* Stated goal
Please count the lines in the records below that contain the string "monkey" and reply with that number alone.

* Supplied records

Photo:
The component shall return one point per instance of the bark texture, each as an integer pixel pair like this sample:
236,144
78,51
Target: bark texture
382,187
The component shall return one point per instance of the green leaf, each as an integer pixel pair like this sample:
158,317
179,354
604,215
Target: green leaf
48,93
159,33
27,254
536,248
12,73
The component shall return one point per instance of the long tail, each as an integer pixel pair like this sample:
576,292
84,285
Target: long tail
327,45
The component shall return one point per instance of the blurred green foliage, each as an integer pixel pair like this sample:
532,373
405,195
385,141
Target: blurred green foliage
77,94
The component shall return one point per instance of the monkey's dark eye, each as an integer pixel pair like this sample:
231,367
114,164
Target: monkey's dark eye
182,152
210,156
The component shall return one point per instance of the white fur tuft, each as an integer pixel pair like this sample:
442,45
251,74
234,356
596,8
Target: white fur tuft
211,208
---
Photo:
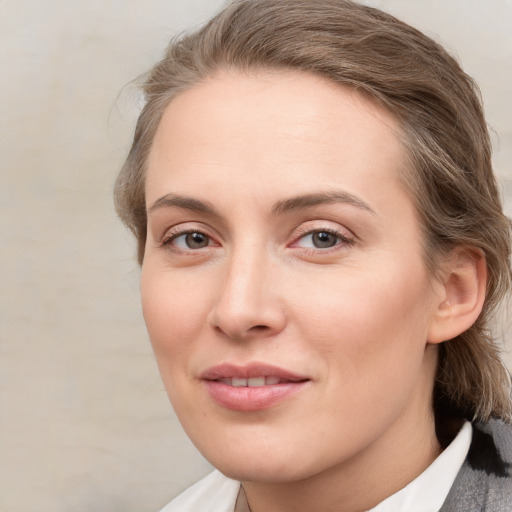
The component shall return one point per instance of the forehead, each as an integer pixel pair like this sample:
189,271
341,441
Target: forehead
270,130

* Written solution
2